::: Página
Os avanços com inteligência artificial são pauta de muitas pesquisas e debates e não é de hoje que o mercado tem se beneficiado das novidades oriundas desse progresso. Mas como toda evolução, alguns pontos devem ser levados em consideração e, neste caso, o uso mal-intencionado ou enviesado pode resultar em ações negativas. Pensando nisso, pode-se apontar 6 grandes riscos que a inteligência artificial traz para a humanidade.

Um primeiro ponto é a expansão e interesse em torno dos veículos autônomos. Embora ainda não seja o segmento de grande expressividade no Brasil – mas que deva se expandir no agronegócio – um pequeno delay no envio dos sinais pode causar problemas e sérios acidentes. Veículos autoguiados podem encontrar alguns “pontos cegos” em seu processamento quando ocorrem diferenças sensíveis entre os exemplos de treinamento e o que um humano faria no seu lugar.

Com base nisso, a Microsoft e pesquisadores do Massachusetts Institute of Technology (MIT) firmaram uma parceria para criar um sistema que ajuda a identificar brechas no conhecimento de inteligência artificial usada em carros autônomos, um novo modelo de inteligência que compara ações do mundo real feitas por humanos com o que poderia ser feito na mesma situação. Ao ser refinado pelo usuário, poderia corrigir qualquer erro causado pela IA enquanto eles acontecem e até mesmo antes. Isso causaria uma mudança no comportamento da IA tornando suas ações mais próximas com as de um humano no trânsito. De acordo com o MIT e a Microsoft, os testes ainda não estão avançados o suficiente para testes maiores. Por enquanto, pesquisadores vêm usando videogames em que a simulação de um humano toma decisões que corrigem as ações de um personagem dentro do jogo.

Outro tema sensível em torno da IA diz respeito aos avanços do reconhecimento facial, principalmente na China. Considerada como o lugar do mundo com a maior abrangência dessa tecnologia, o artigo “Who needs democracy when you have data?”, do MIT, falou sobre como os dados podem influenciar na própria democracia. No país já é possível uma porta de trem não abrir para um cidadão que esteja devendo dinheiro, em uma espécie de SPC chinês.
::::::
→ Tarefa proposta 1:
Reproduza o trecho do texto sobre os riscos da inteligência artificial começando em "Outro tema sensível" e terminando em "de SPC chinês.".
→ Tarefa proposta 2:
De acordo com o texto sobre os riscos da inteligência artificial, o que os pesquisadores vêm usando, por enquanto, nos testes do sistema criado pelo MIT e pela Microsoft?
→ Tarefa proposta 3:
Retome o texto sobre os riscos da inteligência artificial a partir do ponto em que ele termina.
::: Registros fornecidos
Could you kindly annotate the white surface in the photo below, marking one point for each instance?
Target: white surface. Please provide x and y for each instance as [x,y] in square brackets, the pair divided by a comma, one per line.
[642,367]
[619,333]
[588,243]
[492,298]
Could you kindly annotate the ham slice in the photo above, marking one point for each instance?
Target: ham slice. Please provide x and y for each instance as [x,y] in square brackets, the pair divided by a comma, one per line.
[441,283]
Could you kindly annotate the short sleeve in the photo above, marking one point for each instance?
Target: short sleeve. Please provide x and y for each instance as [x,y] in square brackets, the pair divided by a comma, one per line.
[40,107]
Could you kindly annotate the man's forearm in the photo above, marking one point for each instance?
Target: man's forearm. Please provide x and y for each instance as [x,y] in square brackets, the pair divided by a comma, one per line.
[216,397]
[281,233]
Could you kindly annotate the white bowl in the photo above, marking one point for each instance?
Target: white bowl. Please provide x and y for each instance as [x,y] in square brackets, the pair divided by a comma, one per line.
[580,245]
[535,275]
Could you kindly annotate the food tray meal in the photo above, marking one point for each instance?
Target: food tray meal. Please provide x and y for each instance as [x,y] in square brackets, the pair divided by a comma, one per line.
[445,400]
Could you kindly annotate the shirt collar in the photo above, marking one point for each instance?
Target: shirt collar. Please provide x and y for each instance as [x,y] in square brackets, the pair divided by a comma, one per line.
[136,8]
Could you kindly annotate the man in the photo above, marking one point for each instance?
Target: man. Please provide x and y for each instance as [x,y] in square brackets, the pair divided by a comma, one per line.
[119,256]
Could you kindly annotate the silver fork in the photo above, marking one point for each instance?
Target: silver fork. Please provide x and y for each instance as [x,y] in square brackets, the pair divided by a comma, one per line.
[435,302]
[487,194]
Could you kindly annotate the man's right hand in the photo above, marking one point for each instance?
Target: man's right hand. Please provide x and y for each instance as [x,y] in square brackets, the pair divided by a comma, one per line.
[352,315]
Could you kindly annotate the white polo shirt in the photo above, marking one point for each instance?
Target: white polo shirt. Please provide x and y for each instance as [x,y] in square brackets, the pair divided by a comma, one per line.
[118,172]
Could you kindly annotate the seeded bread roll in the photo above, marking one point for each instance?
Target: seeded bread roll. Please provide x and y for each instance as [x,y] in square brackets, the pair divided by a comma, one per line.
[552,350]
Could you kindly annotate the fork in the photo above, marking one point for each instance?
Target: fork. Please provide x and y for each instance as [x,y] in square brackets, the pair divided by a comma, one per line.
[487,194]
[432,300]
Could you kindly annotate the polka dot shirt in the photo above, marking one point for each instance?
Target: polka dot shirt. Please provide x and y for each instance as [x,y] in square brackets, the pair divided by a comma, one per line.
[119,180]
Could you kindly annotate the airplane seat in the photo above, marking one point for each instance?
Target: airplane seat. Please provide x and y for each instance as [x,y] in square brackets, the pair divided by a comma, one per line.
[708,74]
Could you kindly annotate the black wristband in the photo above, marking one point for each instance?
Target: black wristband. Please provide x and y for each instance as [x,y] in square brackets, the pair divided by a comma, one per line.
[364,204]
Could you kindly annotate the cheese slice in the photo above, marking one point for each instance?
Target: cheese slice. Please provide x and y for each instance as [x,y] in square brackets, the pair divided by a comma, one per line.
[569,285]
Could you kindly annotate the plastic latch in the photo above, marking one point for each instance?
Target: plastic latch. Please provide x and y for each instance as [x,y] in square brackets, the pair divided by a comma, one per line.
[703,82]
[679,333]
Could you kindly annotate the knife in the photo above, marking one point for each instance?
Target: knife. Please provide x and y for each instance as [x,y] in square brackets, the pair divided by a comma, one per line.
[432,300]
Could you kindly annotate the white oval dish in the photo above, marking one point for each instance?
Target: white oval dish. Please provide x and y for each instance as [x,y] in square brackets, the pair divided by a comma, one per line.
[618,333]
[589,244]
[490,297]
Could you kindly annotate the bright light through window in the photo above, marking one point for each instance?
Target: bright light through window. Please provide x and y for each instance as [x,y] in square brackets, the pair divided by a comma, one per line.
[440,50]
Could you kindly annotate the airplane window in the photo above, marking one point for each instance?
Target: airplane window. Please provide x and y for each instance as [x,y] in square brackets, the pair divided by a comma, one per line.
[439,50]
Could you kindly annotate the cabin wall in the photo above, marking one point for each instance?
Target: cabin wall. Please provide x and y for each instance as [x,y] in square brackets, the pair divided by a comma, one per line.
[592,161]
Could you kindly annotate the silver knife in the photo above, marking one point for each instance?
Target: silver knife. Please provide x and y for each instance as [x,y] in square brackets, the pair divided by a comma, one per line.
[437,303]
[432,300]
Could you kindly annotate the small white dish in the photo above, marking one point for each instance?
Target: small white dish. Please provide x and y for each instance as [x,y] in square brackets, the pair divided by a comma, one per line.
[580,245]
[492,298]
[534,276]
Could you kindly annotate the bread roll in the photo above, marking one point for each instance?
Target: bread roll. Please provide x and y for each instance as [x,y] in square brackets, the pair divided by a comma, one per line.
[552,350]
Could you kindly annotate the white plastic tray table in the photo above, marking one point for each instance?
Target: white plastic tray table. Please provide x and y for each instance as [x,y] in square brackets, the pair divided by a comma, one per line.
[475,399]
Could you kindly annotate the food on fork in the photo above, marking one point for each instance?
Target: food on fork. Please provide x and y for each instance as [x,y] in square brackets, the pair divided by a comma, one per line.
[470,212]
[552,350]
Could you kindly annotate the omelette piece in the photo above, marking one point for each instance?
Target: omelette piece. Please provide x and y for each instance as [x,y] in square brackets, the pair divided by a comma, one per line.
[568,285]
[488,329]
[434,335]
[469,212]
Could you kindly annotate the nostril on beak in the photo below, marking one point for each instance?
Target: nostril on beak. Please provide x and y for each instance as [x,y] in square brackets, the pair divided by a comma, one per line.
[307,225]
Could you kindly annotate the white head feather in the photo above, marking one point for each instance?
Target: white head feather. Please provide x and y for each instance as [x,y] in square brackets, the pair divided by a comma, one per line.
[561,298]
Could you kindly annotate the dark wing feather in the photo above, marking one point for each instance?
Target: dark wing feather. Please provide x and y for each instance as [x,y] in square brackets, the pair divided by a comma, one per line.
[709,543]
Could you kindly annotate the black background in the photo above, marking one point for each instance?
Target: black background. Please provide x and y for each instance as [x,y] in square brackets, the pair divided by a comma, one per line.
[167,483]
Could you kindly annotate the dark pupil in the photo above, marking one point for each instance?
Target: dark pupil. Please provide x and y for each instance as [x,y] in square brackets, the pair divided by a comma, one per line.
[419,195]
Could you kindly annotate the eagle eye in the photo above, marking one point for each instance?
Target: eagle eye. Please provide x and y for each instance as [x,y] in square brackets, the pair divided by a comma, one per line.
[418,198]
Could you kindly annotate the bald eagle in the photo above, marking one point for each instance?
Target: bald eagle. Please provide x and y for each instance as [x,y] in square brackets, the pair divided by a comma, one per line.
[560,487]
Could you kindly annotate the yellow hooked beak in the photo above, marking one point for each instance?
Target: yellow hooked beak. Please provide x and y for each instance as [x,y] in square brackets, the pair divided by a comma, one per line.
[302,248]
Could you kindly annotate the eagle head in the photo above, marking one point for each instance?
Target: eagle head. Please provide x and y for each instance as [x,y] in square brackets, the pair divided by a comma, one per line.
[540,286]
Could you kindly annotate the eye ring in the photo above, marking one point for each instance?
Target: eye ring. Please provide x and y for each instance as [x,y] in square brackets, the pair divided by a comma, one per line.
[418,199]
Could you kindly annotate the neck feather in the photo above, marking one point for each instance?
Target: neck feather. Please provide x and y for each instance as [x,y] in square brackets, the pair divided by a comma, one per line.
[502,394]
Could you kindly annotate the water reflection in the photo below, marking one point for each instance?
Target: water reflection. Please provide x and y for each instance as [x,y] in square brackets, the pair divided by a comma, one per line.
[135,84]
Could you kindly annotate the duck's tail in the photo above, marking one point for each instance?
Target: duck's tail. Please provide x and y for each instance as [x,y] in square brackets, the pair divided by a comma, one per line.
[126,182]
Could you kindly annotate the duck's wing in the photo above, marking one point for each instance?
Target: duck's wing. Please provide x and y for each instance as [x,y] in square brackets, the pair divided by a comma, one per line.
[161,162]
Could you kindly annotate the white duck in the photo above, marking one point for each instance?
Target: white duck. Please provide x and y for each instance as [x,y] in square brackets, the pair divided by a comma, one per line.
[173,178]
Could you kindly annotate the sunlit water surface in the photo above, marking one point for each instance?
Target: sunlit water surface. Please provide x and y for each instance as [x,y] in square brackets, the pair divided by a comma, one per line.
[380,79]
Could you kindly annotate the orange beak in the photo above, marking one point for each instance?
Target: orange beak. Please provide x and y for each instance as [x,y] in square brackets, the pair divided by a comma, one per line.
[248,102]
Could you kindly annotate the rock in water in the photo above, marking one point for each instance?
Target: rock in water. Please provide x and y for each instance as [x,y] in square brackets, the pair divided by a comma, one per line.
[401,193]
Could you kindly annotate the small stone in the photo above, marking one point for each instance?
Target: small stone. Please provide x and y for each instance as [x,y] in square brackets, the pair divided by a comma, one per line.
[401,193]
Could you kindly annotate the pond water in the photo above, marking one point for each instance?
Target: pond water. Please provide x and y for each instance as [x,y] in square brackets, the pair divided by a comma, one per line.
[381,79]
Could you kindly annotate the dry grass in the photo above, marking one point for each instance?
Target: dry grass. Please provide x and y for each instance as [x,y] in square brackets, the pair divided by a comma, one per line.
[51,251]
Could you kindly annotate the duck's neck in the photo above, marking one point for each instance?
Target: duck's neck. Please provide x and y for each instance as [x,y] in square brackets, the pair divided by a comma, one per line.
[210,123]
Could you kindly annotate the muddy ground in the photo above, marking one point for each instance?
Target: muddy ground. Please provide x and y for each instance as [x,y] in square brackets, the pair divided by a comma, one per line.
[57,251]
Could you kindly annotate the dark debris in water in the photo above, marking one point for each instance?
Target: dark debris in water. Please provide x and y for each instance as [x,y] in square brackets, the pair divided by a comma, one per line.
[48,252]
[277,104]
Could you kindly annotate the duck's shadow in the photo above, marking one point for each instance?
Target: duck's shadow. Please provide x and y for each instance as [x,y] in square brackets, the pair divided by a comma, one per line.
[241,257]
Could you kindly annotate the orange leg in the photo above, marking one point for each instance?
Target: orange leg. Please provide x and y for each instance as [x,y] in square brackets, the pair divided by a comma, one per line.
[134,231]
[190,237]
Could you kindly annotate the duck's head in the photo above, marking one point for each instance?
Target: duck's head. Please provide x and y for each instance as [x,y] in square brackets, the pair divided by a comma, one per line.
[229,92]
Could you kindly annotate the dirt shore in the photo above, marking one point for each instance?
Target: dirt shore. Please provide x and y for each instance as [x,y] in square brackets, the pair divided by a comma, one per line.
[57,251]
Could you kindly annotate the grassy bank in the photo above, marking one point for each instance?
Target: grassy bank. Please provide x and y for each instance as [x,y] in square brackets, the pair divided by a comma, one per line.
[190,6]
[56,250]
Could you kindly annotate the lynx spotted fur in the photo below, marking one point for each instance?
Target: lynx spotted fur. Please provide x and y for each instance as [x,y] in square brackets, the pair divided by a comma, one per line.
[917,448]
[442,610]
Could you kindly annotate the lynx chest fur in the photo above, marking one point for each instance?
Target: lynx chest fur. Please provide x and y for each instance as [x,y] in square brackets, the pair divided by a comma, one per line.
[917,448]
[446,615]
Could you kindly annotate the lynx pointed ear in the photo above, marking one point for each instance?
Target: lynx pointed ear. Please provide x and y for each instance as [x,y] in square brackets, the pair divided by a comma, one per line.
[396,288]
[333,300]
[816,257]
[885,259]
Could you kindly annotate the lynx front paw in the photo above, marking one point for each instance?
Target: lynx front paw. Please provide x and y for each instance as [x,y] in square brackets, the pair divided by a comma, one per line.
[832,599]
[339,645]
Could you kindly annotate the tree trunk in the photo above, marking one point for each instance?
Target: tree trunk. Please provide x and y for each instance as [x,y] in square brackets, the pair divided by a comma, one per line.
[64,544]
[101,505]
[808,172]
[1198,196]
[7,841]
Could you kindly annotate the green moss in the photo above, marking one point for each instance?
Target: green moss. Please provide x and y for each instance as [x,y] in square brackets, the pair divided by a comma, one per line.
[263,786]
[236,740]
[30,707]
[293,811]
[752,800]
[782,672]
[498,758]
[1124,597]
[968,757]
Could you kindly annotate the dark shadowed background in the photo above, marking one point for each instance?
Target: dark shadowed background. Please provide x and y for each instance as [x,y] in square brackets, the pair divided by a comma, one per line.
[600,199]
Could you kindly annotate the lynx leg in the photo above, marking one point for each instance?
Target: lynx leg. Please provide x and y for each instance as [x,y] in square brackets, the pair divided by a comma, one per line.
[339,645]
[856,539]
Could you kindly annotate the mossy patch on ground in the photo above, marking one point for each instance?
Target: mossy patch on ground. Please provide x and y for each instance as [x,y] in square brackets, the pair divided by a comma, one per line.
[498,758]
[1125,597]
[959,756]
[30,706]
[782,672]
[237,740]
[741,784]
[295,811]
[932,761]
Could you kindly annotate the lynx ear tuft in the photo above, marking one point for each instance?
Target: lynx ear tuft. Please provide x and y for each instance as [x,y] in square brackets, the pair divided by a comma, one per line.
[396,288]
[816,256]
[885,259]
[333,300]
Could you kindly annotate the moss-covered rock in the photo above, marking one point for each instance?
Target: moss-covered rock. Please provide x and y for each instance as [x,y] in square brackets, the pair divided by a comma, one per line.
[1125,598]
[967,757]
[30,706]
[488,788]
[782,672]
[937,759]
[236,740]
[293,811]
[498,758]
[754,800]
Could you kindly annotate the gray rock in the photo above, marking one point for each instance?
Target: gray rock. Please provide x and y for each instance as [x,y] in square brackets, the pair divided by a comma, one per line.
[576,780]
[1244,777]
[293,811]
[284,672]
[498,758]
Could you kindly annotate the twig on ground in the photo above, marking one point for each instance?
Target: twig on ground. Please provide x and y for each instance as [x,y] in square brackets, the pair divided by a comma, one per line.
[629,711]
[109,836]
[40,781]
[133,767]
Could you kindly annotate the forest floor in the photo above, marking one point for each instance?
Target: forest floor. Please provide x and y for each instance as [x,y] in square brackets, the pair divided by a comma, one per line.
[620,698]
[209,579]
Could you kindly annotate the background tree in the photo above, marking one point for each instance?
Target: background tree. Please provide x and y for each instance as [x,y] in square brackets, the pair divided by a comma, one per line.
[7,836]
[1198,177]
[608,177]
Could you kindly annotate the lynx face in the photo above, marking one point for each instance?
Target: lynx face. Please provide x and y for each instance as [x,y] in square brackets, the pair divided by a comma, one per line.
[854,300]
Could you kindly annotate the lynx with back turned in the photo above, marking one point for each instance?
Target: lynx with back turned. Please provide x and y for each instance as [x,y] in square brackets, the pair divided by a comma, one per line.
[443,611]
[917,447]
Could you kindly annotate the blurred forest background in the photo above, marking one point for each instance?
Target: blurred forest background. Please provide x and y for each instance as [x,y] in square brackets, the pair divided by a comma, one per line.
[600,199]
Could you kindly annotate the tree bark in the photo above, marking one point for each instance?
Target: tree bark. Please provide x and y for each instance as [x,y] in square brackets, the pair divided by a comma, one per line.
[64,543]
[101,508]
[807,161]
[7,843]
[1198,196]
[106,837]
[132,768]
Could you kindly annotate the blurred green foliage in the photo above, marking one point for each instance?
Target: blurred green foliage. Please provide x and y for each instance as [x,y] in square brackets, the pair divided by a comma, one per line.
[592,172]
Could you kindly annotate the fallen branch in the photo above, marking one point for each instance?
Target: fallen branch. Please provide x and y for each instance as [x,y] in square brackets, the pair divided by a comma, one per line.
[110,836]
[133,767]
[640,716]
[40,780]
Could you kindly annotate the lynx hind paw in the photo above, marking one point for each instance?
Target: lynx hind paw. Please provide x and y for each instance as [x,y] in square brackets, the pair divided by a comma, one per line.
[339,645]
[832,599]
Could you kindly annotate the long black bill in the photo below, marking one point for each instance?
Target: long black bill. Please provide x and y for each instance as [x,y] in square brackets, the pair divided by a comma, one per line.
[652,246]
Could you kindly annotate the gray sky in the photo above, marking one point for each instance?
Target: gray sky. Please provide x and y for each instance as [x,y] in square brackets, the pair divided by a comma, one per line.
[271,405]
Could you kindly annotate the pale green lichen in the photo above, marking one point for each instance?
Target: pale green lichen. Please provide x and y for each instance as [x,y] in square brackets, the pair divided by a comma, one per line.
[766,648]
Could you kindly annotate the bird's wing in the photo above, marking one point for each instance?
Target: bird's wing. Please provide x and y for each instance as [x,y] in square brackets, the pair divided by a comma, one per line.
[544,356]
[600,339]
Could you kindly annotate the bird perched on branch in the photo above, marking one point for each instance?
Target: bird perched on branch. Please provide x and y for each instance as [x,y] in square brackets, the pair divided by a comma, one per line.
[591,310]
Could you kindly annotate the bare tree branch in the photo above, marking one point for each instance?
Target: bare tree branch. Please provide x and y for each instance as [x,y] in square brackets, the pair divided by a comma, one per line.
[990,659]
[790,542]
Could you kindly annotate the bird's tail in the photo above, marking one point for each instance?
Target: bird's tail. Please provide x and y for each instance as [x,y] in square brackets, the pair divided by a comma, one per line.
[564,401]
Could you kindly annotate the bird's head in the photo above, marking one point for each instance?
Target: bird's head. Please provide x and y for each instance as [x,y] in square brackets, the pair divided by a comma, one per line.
::::::
→ Resposta da tarefa 1:
Outro tema sensível em torno da IA diz respeito aos avanços do reconhecimento facial, principalmente na China. Considerada como o lugar do mundo com a maior abrangência dessa tecnologia, o artigo “Who needs democracy when you have data?”, do MIT, falou sobre como os dados podem influenciar na própria democracia. No país já é possível uma porta de trem não abrir para um cidadão que esteja devendo dinheiro, em uma espécie de SPC chinês.

→ Resposta da tarefa 2:
Videogames, em que a simulação de um humano toma decisões que corrigem as ações de um personagem dentro do jogo.

→ Resposta da tarefa 3:
No Brasil, o reconhecimento facial é usado com outras finalidades, como para identificar pessoas suspeitas em aeroportos. São raras, porém, as iniciativas voltadas à segurança urbana, como a da Bahia ou a de Campinas, que há alguns anos monitora imagens de câmeras para identificar as placas de carros roubados. O governo do estado do Rio de Janeiro escolheu Copacabana para, durante o carnaval, instalar o programa de reconhecimento facial através das câmeras de trânsito e de segurança instaladas nas ruas do bairro. Com as imagens será possível identificar pessoas que estejam com pedidos de prisão expedidos ou verificar placas de carros para saber se são roubados.

O que está acontecendo na China e em outros países representa um risco considerável. Bilhões de pessoas circulando nas ruas, sendo mapeadas automaticamente, com alertas disparados em função daquela avaliação, abre precedente para uma provável imposição de regras comportamentais em função do reconhecimento facial.

Outro ponto crítico dessa tecnologia é o uso do reconhecimento para criar um “padrão negativo” em determinados serviços. Algoritmos que reconhecem cor, orientação sexual e gênero poderão fornecer informações para crédito bancário, compra de imóveis, acessos a clubes e círculos sociais em geral. Como exemplo prático, não do senso de julgamento em si, mas da discriminação na inteligência artificial, trata-se de um algoritmo que a Microsoft desenvolveu no Twitter, a Tay, para entender como deveria se relacionar com as pessoas. Pouco tempo após o início do experimento, o perfil começou a escrever tweets de caráter duvidoso depois de sofrer ataques de trolls que interferiram no aprendizado de Tay. Utilizando palavras que ofendiam de alguma forma os usuários, o experimento foi desligado pouco tempo depois de ir ao ar.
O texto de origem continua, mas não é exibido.